══ Source extract ══

For Downwind Situations

If you’re in displacement mode and sailing deep, furl. Whenever the apparent wind is forward, jib out. Another basic rule of thumb is that the spinnaker is always the first priority. If you’re having trouble flying it, furl the jib. Think of the jib as a bonus when you can use it; you don’t need it all the time.

On a J/70, the jib is mostly furled unless it’s windy. The exceptions are if you’ve overstood, or if you have to head up to defend, such as when someone behind is reaching up to roll you. Then deploy. With the wind forward, it’s faster with it out, as the jib is not blocking the spinnaker. When the jib is furled or deployed depends on the type of boat. For instance, on the Melges 20 we keep the jib out much of the time. Only in really light air, when the sheet tension on the jib goes away, do we furl.

### Pro Tip #2

It’s just before the start, and you need to go head-to-wind to do a final wind check. But with the jib furled, the main doesn’t really luff in the center of the boat that well. Solution? Unfurl just 2 to 3 feet of the jib and use that as your guide. Once finished, use it to assist in bearing off by pulling it one way or the other to backwind and help the turn. Then you can easily furl that small section of sail without having to fully bear away.

If I am unsure whether the jib should be furled, I often look at other people’s setups and VMG, then decide. I only need to know whether I’m gaining or losing. If I’m losing, I match the other boat’s sail configuration.

The jury is still out about whether to furl when jibing. If it’s breezy, and the jib is out, some crews furl, jibe then unfurl because the jib can mess up the spinnaker a bit when it’s filling on the new tack. For those who leave it out in heavy air, a standard jibe includes letting the jib luff on the exit of the jibe to help the kite fill. Once that happens, trim and you’re off and running again.

Of course, blow-through jibes require the jib to stay deployed, because it acts as a wall that the spinnaker slides around while the jib is backwinding. For those jibes, the jib is left-cleated and the skipper turns quickly, backwinding the jib and kite against it, letting the kite slide around the forestay and onto the new side.

Once the kite is around, the jib trimmer uncleats the old jib sheet and trims the new sheet once the kite is full.

RELATED: 5 Tips for Better Asymmetric Speed

At leeward marks you either need to deploy the jib, then drop the chute or drop the chute, then deploy the jib. I’ve seen people try to drop the chute while unfurling the jib at the same time, and it can get ugly. Because you have a spinning furler near a loose spinnaker halyard, it’s easy for the halyard to wrap around the jib and forestay—then it’s probably race over.

If you watch a video of a 50-boat fleet in the J/70s, 48 of them will deploy the jib, drop the kite, then round the mark. Two might drop kite, start heading up then deploy the jib. There are arguments for each. I like to get the jib out, then douse, just in case there is someone reaching in to the leeward mark before you head up. Two-sail reaching is always faster than one!

═══
══ Information provided ══

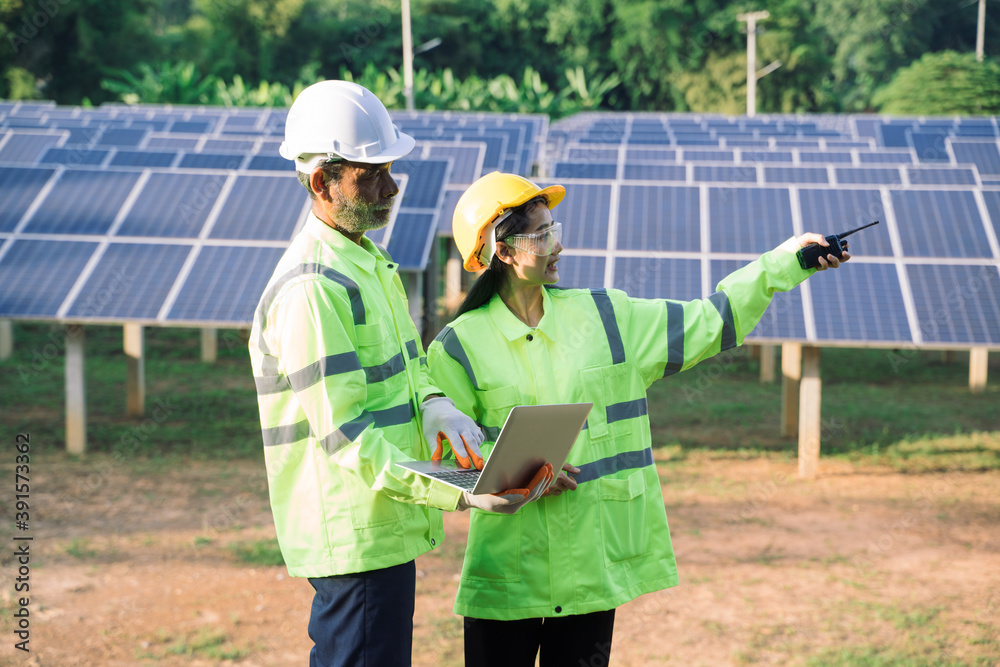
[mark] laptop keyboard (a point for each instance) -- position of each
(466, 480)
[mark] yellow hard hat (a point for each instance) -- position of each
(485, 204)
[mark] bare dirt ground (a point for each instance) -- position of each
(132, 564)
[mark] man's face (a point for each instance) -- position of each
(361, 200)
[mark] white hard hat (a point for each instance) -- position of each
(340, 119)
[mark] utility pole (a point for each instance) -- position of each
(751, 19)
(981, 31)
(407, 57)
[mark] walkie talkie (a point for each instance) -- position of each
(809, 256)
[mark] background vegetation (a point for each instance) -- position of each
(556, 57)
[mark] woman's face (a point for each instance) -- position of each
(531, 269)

═══
══ Information provided ══

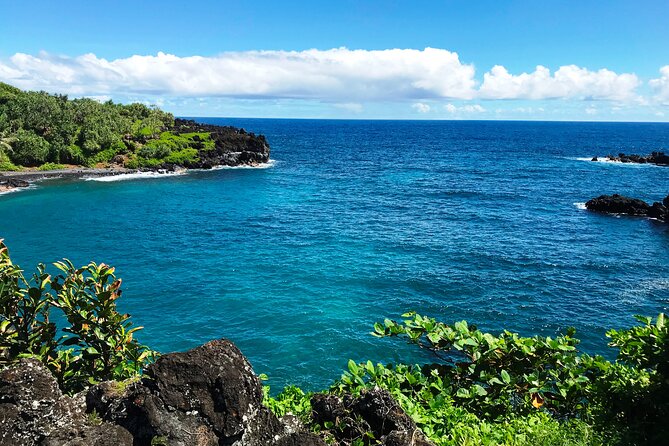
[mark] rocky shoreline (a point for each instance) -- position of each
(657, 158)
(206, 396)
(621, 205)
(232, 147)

═══

**Exercise instructions**
**a.** Restate the paragraph of the jib-handling text that begins "At leeward marks you either need" in two or three shorter sentences, keeping its main facts.
**b.** Transcribe the portion of the jib-handling text that begins at the words "The jury is" and ends after the words "kite is full.".

**Solved problems**
**a.** At leeward marks, sailors should either deploy the jib and then drop the spinnaker, or drop the spinnaker and then deploy the jib. Trying to do both at once can go badly. A spinning furler near a loose spinnaker halyard can let the halyard wrap around the jib and forestay, which probably ends the race.

**b.**
The jury is still out about whether to furl when jibing. If it’s breezy, and the jib is out, some crews furl, jibe then unfurl because the jib can mess up the spinnaker a bit when it’s filling on the new tack. For those who leave it out in heavy air, a standard jibe includes letting the jib luff on the exit of the jibe to help the kite fill. Once that happens, trim and you’re off and running again.

Of course, blow-through jibes require the jib to stay deployed, because it acts as a wall that the spinnaker slides around while the jib is backwinding. For those jibes, the jib is left-cleated and the skipper turns quickly, backwinding the jib and kite against it, letting the kite slide around the forestay and onto the new side.

Once the kite is around, the jib trimmer uncleats the old jib sheet and trims the new sheet once the kite is full.